Exercise set:
1 - In the Miriam MacMillan biography, what is the title of the memoir in which she described her 1937–1939 expeditions?
2 - Revise the Miriam MacMillan biography starting with "Miriam Norton Look MacMillan" and going on through "a sea captain.", putting "ship captain" in place of "sea captain".
3 - Please continue the Miriam MacMillan biography from the point where it stops.
>> START Passage to read
- Born: June 13, 1905
- Died: August 18, 1987 (aged 82)
- Partner: Donald Baxter MacMillan

= Miriam MacMillan =

American sailor and photographer (1905–1987)

Miriam Norton Look MacMillan (née Look; June 13, 1905 – August 18, 1987) was an American sailor, writer, lecturer, photographer, and explorer.

From 1937 onward she was a chief photographer in nine Arctic expeditions on the Bowdoin schooner to Labrador, Baffin Island, and West Greenland within 660 miles of the North Pole.

In 1948 she detailed her 1937–1939 expeditions in her adventure memoirs, Green Seas and White Ice.

Throughout her expeditions, MacMillan created thousands of photographs, audio recordings of Inuktitut songs, and films of Umiak sailors.' She later organized these and Inuit art to curate the Peary-MacMillan Arctic Museum.

== Biography ==

=== Early life ===
On June 13, 1905, Miriam Norton Look was born in Clinton, Massachusetts. Her parents were Amy G. Wood Look and Moses Jerome Look, a civil engineer who built dams. Her grandfather was a sea captain.

As a child, her parents were often visited by their friend Donald MacMillan, whom she called "Uncle Dan." Donald MacMillan would visit her family between Arctic expeditions, bringing Miriam Norton Look a gift of "a beaded craft, an ivory figurine, or some other token of his adventures in the North." They corresponded via letters.

Look's father, a hobbyist sailor, owned a 25-foot motorboat, the Sea Dog.' As a teenager, he gifted Look her own boat. Look writes, "A smaller and much slower [25-foot] motorboat which he bought for me I promptly christened the Sea Pup, and the rowboat which tagged on behind, the Poodle."' As a teenager, she sailed her boat the Sea Pup throughout the islands of Maine.'

While sailing the Sea Pup, she once recognized Donald MacMillan's 88-foot Bowdoin schooner, which had dropped anchor near Bustins Island. She piloted the boat and asked MacMillan if he needed a ride; he accepted her offer, as he stated he had a dinner date that evening. However, the boat ran out of gas minutes later, and Donald MacMillan was a half-hour late to his dinner date. Nevertheless, Donald MacMillan was purportedly impressed with Look's "expert control" of the motorboat.'

On March 18, 1935, at the age of 29, Miriam Norton Look married Donald Baxter MacMillan; he was 61 years old.'

=== Expeditions ===
In 1937, MacMillan decided she wanted to travel to the Inuit town of Nunainguk, Newfoundland and Labrador with her husband. He agreed on the stipulation that MacMillan should arrive in nearby Hopedale without his assistance. MacMillan agreed and decided to race him to the destination. While her husband sailed, MacMillan traveled by train and mail carrier, reaching Hopedale days before her husband. Before his arrival, she studied Inuktitut, crafted Inuit clothing, and asked local Inuit to tell her stories about Donald MacMillan. When MacMillan arrived, he mistook Miriam MacMillan and her friend for Inuit women.
>> END Passage to read
>> START Excerpted data
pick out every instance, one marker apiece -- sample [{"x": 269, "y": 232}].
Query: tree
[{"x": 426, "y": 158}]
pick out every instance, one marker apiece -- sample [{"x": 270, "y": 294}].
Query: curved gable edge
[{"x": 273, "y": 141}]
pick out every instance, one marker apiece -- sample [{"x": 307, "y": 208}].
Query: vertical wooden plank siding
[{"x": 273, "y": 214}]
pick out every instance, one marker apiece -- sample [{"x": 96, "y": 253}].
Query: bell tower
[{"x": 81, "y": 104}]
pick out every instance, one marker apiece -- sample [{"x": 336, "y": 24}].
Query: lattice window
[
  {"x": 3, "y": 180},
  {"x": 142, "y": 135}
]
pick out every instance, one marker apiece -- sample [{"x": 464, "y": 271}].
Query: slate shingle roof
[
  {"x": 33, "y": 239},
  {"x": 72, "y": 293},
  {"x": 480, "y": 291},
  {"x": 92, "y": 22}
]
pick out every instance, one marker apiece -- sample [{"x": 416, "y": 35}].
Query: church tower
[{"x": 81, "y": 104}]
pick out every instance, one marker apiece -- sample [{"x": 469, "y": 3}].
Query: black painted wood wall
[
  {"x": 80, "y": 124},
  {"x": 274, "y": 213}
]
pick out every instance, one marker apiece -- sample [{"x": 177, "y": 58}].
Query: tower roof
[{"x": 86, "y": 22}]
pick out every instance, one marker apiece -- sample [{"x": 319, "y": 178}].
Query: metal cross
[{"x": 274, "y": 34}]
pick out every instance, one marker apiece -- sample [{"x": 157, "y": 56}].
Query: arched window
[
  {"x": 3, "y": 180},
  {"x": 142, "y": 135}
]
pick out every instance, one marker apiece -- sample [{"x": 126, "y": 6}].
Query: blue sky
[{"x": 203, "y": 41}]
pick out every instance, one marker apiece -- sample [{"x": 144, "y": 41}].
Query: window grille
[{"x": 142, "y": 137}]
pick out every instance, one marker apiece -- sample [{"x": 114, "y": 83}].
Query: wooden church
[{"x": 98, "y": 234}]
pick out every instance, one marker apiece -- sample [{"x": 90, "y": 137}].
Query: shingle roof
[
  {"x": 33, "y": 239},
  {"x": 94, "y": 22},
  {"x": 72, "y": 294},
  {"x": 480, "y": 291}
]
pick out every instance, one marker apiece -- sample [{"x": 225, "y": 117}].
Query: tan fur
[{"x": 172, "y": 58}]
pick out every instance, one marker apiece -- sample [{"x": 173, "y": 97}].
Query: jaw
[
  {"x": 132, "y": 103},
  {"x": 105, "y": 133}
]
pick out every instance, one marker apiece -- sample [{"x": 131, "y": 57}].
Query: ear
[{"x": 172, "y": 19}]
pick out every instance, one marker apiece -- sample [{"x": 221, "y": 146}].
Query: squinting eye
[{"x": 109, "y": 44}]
>> END Excerpted data
>> START Excerpted data
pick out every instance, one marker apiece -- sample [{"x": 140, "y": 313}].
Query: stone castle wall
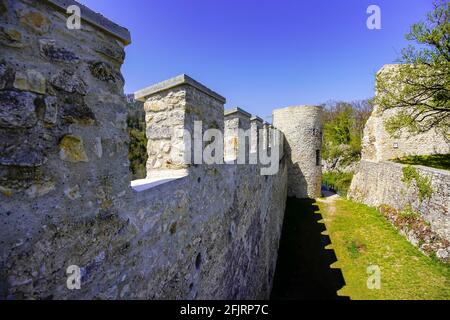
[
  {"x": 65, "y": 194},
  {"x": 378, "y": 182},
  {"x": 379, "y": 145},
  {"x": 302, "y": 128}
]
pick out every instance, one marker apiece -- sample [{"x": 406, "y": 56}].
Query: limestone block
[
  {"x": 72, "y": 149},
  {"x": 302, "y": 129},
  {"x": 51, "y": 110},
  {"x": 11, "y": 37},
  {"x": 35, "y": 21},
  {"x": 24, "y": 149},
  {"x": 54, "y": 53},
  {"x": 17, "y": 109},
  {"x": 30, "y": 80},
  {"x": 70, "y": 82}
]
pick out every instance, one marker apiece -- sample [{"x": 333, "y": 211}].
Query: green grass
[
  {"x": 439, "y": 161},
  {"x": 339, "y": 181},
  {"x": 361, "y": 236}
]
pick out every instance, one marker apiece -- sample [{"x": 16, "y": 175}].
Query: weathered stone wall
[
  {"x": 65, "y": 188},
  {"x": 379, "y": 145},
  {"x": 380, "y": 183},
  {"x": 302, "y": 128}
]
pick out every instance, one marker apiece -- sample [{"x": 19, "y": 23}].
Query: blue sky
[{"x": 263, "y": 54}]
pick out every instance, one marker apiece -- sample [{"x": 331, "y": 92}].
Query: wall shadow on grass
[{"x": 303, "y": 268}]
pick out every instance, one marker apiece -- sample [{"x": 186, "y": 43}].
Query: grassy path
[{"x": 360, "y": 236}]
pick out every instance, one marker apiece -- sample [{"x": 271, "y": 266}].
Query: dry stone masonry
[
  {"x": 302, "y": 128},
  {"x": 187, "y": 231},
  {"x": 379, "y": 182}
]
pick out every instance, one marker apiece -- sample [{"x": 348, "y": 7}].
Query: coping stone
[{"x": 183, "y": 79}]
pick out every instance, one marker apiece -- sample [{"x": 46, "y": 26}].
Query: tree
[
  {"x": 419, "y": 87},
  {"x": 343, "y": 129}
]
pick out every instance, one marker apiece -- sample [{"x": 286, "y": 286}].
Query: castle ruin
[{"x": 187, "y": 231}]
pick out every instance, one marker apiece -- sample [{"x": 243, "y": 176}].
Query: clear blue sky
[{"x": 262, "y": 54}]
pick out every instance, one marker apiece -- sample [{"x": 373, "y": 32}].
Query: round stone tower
>> END Excerpted data
Results for the exercise:
1 - Green Seas and White Ice

2 -
Miriam Norton Look MacMillan (née Look; June 13, 1905 – August 18, 1987) was an American sailor, writer, lecturer, photographer, and explorer.

From 1937 onward she was a chief photographer in nine Arctic expeditions on the Bowdoin schooner to Labrador, Baffin Island, and West Greenland within 660 miles of the North Pole.

In 1948 she detailed her 1937–1939 expeditions in her adventure memoirs, Green Seas and White Ice.

Throughout her expeditions, MacMillan created thousands of photographs, audio recordings of Inuktitut songs, and films of Umiak sailors.' She later organized these and Inuit art to curate the Peary-MacMillan Arctic Museum.

== Biography ==

=== Early life ===
On June 13, 1905, Miriam Norton Look was born in Clinton, Massachusetts. Her parents were Amy G. Wood Look and Moses Jerome Look, a civil engineer who built dams. Her grandfather was a ship captain.

3 -
She was a photographer and audio recorder on nine of Donald MacMillan's Arctic expeditions on the Bowdoin schooner to Labrador, Baffin Island, and West Greenland.

In 1939 she took a portrait photograph of her husband on the Bowdoin, in his Captain's hat, holding a puppy named Kahda.

A 1947 photograph displays MacMillan on the Bowdoin schooner using wire recording to document Inuktitut languages.

A 1948 photograph in Northwest Greenland shows MacMillan at the wheel of the Bowdoin schooner, beside her camera tripod.

On June 13, 1954, MacMillan and her husband were featured in a front-page rotogravure photograph on the Boston Sunday Herald.

=== Later life and death ===
In 1967, she became an honorary curator of the Peary-MacMillan Arctic Museum.

Circa 1970 to 1980, she collected and catalogued the thousands of photographs, slides, and Inuit art she had collected, which included wire recordings of Inuktitut language and songs. These are housed in the library of Bowdoin College. She also was central in the restoration of the Bowdoin schooner.

In 1980, MacMillan received the honorary Doctor of Science degree from Bowdoin College. The following year, she became a member of The Explorers Club.

On August 18, 1987, Miriam died and was buried in Provincetown, Massachusetts.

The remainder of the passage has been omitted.